• **DATA PROVIDED**:
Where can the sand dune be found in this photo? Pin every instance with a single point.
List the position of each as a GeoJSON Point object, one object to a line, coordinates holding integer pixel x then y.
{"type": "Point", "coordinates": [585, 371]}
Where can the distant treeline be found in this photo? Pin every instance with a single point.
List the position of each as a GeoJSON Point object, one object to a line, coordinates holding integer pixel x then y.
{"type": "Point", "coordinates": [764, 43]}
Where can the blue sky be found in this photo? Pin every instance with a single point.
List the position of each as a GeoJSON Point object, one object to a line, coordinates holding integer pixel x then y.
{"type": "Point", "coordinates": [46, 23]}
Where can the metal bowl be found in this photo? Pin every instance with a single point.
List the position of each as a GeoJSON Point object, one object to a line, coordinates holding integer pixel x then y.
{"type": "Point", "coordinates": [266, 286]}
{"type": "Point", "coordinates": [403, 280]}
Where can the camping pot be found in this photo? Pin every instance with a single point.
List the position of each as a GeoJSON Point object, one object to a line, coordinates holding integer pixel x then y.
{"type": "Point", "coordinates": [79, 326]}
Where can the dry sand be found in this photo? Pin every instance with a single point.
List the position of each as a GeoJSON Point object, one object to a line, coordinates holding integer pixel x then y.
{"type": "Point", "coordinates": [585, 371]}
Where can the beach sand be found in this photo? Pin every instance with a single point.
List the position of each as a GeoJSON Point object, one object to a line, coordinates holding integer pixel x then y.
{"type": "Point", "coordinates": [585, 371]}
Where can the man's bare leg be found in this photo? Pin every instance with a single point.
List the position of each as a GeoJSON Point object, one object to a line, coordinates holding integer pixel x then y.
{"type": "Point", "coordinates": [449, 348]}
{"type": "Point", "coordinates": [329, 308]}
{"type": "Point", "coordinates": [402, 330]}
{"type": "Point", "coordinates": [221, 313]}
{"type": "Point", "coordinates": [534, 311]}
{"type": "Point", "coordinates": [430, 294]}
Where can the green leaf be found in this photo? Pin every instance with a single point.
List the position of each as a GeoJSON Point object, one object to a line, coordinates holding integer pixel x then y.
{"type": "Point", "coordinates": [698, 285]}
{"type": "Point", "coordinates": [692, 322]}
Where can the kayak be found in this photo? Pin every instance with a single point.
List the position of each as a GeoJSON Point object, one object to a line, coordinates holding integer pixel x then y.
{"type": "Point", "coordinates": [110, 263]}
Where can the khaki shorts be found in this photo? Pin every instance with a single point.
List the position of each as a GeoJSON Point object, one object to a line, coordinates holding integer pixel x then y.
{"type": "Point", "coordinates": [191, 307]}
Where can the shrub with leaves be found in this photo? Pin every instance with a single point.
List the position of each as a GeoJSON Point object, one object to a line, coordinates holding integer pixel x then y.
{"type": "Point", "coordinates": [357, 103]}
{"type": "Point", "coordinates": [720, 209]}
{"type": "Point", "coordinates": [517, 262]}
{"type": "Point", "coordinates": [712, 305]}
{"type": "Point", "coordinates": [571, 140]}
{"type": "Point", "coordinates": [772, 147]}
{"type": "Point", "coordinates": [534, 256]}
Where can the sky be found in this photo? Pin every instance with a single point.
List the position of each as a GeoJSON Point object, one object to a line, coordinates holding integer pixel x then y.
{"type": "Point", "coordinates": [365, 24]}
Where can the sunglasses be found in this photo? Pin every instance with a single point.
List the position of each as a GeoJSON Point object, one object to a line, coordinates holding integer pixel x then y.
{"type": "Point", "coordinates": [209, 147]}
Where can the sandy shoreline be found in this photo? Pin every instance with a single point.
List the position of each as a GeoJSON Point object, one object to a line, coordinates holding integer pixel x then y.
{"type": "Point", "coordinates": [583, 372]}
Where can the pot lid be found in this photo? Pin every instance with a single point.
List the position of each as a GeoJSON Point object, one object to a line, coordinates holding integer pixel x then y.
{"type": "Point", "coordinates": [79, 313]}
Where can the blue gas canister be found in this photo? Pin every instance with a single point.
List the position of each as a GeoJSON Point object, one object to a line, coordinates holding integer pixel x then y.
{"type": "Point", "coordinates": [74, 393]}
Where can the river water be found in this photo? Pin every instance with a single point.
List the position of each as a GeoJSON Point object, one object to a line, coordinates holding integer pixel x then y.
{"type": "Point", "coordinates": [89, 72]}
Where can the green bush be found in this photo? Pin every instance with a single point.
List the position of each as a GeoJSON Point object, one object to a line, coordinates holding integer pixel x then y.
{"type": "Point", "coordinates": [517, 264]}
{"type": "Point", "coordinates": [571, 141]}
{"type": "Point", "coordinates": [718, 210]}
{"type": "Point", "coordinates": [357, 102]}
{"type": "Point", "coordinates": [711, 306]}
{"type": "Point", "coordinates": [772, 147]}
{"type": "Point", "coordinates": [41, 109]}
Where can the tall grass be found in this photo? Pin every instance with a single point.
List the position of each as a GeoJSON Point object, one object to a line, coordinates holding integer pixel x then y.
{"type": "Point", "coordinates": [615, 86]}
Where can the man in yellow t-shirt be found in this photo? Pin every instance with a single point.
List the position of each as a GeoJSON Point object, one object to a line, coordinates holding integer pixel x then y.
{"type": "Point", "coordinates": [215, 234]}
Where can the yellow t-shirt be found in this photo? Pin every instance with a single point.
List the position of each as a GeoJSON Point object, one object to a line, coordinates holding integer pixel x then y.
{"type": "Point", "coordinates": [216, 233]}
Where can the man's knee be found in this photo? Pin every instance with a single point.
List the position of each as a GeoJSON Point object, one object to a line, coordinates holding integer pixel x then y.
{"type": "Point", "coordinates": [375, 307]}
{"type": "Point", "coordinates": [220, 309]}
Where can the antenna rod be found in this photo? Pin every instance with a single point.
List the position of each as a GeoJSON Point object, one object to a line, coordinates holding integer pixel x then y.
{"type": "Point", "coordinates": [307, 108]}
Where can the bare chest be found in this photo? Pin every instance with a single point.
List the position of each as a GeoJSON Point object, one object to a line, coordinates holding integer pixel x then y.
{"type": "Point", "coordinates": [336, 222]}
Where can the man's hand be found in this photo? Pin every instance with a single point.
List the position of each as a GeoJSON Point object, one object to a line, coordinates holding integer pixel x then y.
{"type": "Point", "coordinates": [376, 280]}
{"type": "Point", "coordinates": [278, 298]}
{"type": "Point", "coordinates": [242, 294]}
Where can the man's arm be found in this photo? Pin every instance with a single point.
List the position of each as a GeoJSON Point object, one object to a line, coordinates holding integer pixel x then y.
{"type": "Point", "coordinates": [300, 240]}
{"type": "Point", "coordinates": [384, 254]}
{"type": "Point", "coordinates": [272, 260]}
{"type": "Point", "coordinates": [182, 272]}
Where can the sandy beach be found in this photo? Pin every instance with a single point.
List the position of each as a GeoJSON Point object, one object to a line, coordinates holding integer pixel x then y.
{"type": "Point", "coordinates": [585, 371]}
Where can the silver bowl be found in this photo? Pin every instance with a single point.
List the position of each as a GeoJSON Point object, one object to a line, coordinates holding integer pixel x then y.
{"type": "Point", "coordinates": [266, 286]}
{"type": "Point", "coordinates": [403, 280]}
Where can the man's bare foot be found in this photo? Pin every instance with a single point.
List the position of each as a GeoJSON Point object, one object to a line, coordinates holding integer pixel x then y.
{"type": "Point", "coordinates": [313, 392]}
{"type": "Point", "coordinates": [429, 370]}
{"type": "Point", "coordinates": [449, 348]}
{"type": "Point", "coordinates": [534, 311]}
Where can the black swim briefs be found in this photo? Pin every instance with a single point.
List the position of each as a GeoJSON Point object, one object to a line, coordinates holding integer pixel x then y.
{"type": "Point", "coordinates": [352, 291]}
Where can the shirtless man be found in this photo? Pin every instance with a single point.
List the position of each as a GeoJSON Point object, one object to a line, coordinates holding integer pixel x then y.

• **INSTRUCTIONS TO FOLLOW**:
Word for word, transcribe the data shown above.

• **FINISHED EXERCISE**:
Where can the sand dune be found in this photo? Pin every instance with a single point.
List the position of each as a GeoJSON Point object, one object to a line, coordinates holding integer pixel x then y.
{"type": "Point", "coordinates": [585, 371]}
Where can the distant treeline be found in this photo? Pin every instance with a single point.
List the position of each as a GeoJSON Point object, one object to a line, coordinates holding integer pixel x then y.
{"type": "Point", "coordinates": [764, 43]}
Where can the blue sky be found in this photo? Pin every instance with a single point.
List the position of each as a GeoJSON Point object, one object to a line, coordinates holding integer pixel x then y.
{"type": "Point", "coordinates": [46, 23]}
Where can the metal bowl be found in this photo? Pin every instance with a single point.
List the position of each as a GeoJSON Point object, one object to a line, coordinates holding integer pixel x then y.
{"type": "Point", "coordinates": [266, 286]}
{"type": "Point", "coordinates": [403, 280]}
Where can the camping pot be found in this photo? Pin every instance with a single point.
List the position of each as a GeoJSON Point object, one object to a line, coordinates holding integer pixel x then y.
{"type": "Point", "coordinates": [79, 326]}
Where can the dry sand be found in this photo? Pin every instance with a single point.
List the position of each as a GeoJSON Point object, one object to a line, coordinates holding integer pixel x then y.
{"type": "Point", "coordinates": [585, 371]}
Where can the beach sand be found in this photo? Pin every instance with a single point.
List the position of each as a GeoJSON Point object, one object to a line, coordinates holding integer pixel x then y.
{"type": "Point", "coordinates": [585, 371]}
Where can the man's bare leg be found in this photo? Pin every instance with a single point.
List the position of each as a GeoJSON Point object, one object to a line, coordinates holding integer pixel x then y.
{"type": "Point", "coordinates": [449, 348]}
{"type": "Point", "coordinates": [329, 308]}
{"type": "Point", "coordinates": [402, 330]}
{"type": "Point", "coordinates": [221, 313]}
{"type": "Point", "coordinates": [534, 311]}
{"type": "Point", "coordinates": [430, 294]}
Where can the green leaf be found in this photo? Pin every instance with a single point.
List the position of each as a GeoJSON Point object, one object to a line, coordinates holding integer pixel x then y.
{"type": "Point", "coordinates": [698, 285]}
{"type": "Point", "coordinates": [692, 322]}
Where can the kayak be found in this photo? Pin every instance with a single point.
List the position of each as a GeoJSON Point object, one object to a line, coordinates holding integer pixel x then y.
{"type": "Point", "coordinates": [110, 263]}
Where can the khaki shorts be found in this photo? Pin every instance with a single point.
List the position of each as a GeoJSON Point object, one object to a line, coordinates holding integer pixel x then y.
{"type": "Point", "coordinates": [191, 307]}
Where can the shrub with leaves be found in this photo? Pin every instance with a single point.
List the position of each as a GeoJSON Point object, one object to a line, coordinates holding integer pixel x then y.
{"type": "Point", "coordinates": [357, 103]}
{"type": "Point", "coordinates": [720, 209]}
{"type": "Point", "coordinates": [517, 262]}
{"type": "Point", "coordinates": [712, 305]}
{"type": "Point", "coordinates": [571, 140]}
{"type": "Point", "coordinates": [772, 147]}
{"type": "Point", "coordinates": [534, 256]}
Where can the sky be found in this photo? Pin every instance with a single point.
List the position of each as a GeoJSON Point object, one object to a line, coordinates holding integer pixel x then y.
{"type": "Point", "coordinates": [365, 24]}
Where can the sunglasses be found in this photo? Pin every instance with a single point.
List the position of each as a GeoJSON Point object, one object to a line, coordinates holding integer pixel x then y.
{"type": "Point", "coordinates": [209, 147]}
Where can the sandy shoreline be found in this photo? Pin every instance with a single point.
List the position of each as a GeoJSON Point object, one object to a line, coordinates holding integer pixel x then y.
{"type": "Point", "coordinates": [583, 372]}
Where can the pot lid be found in this photo? Pin every instance with a single point.
List the position of each as a GeoJSON Point object, one object to a line, coordinates holding integer pixel x then y.
{"type": "Point", "coordinates": [79, 313]}
Where can the blue gas canister be found in this photo? Pin every instance with a single point.
List the position of each as a GeoJSON Point object, one object to a line, coordinates holding integer pixel x then y.
{"type": "Point", "coordinates": [74, 393]}
Where can the river water be found in this photo? Pin every instance with a single point.
List the position of each as a GeoJSON Point object, one object to a line, coordinates holding integer pixel x then y.
{"type": "Point", "coordinates": [89, 72]}
Where can the green bush be found in this photo? Pin every instance with a single point.
List the position of each as a GeoJSON Point object, one object to a line, coordinates holding integer pixel x then y.
{"type": "Point", "coordinates": [517, 264]}
{"type": "Point", "coordinates": [571, 141]}
{"type": "Point", "coordinates": [718, 210]}
{"type": "Point", "coordinates": [357, 102]}
{"type": "Point", "coordinates": [711, 306]}
{"type": "Point", "coordinates": [772, 147]}
{"type": "Point", "coordinates": [41, 109]}
Where can the tall grass be found in this photo? Pin every instance with a single point.
List the position of each as a GeoJSON Point object, one object to a line, coordinates holding integer pixel x then y.
{"type": "Point", "coordinates": [615, 86]}
Where can the man in yellow t-shirt be found in this photo? Pin every instance with a single point.
List the position of each as a GeoJSON Point object, one object to a line, coordinates holding integer pixel x then y.
{"type": "Point", "coordinates": [215, 234]}
Where can the yellow t-shirt be found in this photo? Pin every instance with a single point.
List the position of each as a GeoJSON Point object, one object to a line, coordinates holding integer pixel x then y.
{"type": "Point", "coordinates": [216, 233]}
Where can the man's knee be found in this photo? Pin every instance with a single point.
List the position of each as a GeoJSON Point object, one object to a line, coordinates holding integer pixel x then y.
{"type": "Point", "coordinates": [375, 307]}
{"type": "Point", "coordinates": [220, 309]}
Where can the antenna rod be found in this photo? Pin every instance with a single point.
List the position of each as a GeoJSON Point object, one object to a line, coordinates holding integer pixel x then y.
{"type": "Point", "coordinates": [307, 108]}
Where can the bare chest be found in this photo? Pin every instance with a single point.
List the position of each as a GeoJSON Point object, one object to a line, coordinates holding integer pixel x then y.
{"type": "Point", "coordinates": [336, 222]}
Where can the man's hand be found in this photo? Pin every instance with a single point.
List the position of each as a GeoJSON Point object, one object to a line, coordinates holding integer pixel x then y.
{"type": "Point", "coordinates": [376, 280]}
{"type": "Point", "coordinates": [278, 298]}
{"type": "Point", "coordinates": [242, 294]}
Where can the man's arm be found in this photo? Pin every instance with a single point.
List the position of each as a GeoJSON Point object, one object to a line, coordinates holding integer pixel x then y.
{"type": "Point", "coordinates": [300, 240]}
{"type": "Point", "coordinates": [384, 254]}
{"type": "Point", "coordinates": [272, 260]}
{"type": "Point", "coordinates": [182, 272]}
Where can the sandy beach be found in this photo? Pin every instance with a single point.
List the position of each as a GeoJSON Point object, one object to a line, coordinates holding integer pixel x then y.
{"type": "Point", "coordinates": [585, 371]}
Where can the silver bowl be found in this photo? Pin every instance with a single point.
List the position of each as a GeoJSON Point object, one object to a line, coordinates holding integer pixel x then y.
{"type": "Point", "coordinates": [266, 286]}
{"type": "Point", "coordinates": [403, 280]}
Where can the man's bare foot be found in this photo? Pin every instance with a single point.
List the position of each as a GeoJSON Point object, one object to a line, coordinates holding integer pixel x then y.
{"type": "Point", "coordinates": [313, 392]}
{"type": "Point", "coordinates": [429, 370]}
{"type": "Point", "coordinates": [449, 348]}
{"type": "Point", "coordinates": [534, 311]}
Where can the black swim briefs be found in this photo? Pin every instance with a single point.
List the position of each as a GeoJSON Point object, one object to a line, coordinates holding integer pixel x then y.
{"type": "Point", "coordinates": [352, 291]}
Where can the shirtless man be found in this photo? Pin every instance with a single point.
List the position of each as a GeoJSON Point object, one object to a line, coordinates holding integer pixel x then y.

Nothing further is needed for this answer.